Set task ::
Copy the records below, replacing each "Record the coordinates" with "List the coordinates" and leaving everything else unchanged.

Extracted information ::
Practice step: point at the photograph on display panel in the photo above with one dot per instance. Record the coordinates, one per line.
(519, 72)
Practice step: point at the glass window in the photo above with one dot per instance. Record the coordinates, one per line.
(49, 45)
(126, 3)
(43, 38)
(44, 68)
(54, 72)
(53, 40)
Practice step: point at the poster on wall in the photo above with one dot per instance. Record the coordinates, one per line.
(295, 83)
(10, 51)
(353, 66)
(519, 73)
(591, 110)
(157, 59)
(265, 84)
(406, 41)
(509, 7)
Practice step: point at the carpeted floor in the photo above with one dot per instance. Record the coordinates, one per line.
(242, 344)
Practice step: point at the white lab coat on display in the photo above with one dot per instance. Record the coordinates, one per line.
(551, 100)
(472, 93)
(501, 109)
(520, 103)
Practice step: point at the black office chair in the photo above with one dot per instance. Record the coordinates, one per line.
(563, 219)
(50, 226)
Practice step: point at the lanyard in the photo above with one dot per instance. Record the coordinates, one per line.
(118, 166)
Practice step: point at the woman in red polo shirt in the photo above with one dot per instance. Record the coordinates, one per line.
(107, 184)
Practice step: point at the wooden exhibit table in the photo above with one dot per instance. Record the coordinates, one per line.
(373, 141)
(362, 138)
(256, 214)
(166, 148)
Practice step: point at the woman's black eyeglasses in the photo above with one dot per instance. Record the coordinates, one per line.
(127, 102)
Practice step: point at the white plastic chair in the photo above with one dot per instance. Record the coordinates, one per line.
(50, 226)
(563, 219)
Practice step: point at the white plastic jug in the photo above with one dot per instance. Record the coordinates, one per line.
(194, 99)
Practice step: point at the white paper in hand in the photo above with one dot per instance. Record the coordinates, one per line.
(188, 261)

Exercise output ::
Practice step: point at the photograph on display panel in the photo above with one dot per instance. List the coordinates, one per line.
(519, 72)
Practice step: point at the glass window in the photo above with one dot per instance. List the coordinates, one per line.
(49, 45)
(126, 3)
(43, 38)
(44, 68)
(54, 72)
(53, 40)
Practice step: point at the poster on wall in the photo above with one dot per instance. List the coordinates, one per line.
(295, 83)
(10, 51)
(353, 66)
(519, 73)
(591, 110)
(157, 59)
(265, 84)
(406, 41)
(509, 7)
Practice step: point at the carpeted floor in the photo above with one dot per instance. List the coordinates, one per line.
(242, 344)
Practice step: point at the white lab coat on display in the photo above with one dot per instance. List the coordinates, one per line.
(551, 100)
(472, 93)
(501, 109)
(520, 103)
Practice step: point at the black office chair in the photo above with one dot per instance. List the coordinates, one per line.
(563, 219)
(50, 226)
Practice step: point at the lanyard in the photo above with one dot per instance. List the coordinates, one per line.
(118, 166)
Practice step: point at the woman in red polo shirt in the photo above with one dot per instance. List the coordinates, one per line.
(107, 184)
Practice step: point at the wooden exhibit table in the photo above with one dot per instance. List the coordinates, one per line.
(373, 141)
(362, 138)
(256, 214)
(166, 148)
Practice step: point at the woman's black eyeglasses in the photo above with one dot per instance. List the coordinates, one per line.
(127, 102)
Practice step: point at the white plastic chair in the photo above with one dot per instance. List the coordinates, one per line.
(50, 226)
(563, 219)
Practice step: point at the white plastic jug in the photo above with one dot per instance. List the coordinates, one per line.
(194, 99)
Practice step: point at the white paper in hand in the photo above with one dot per instance. List the coordinates, one per line.
(188, 261)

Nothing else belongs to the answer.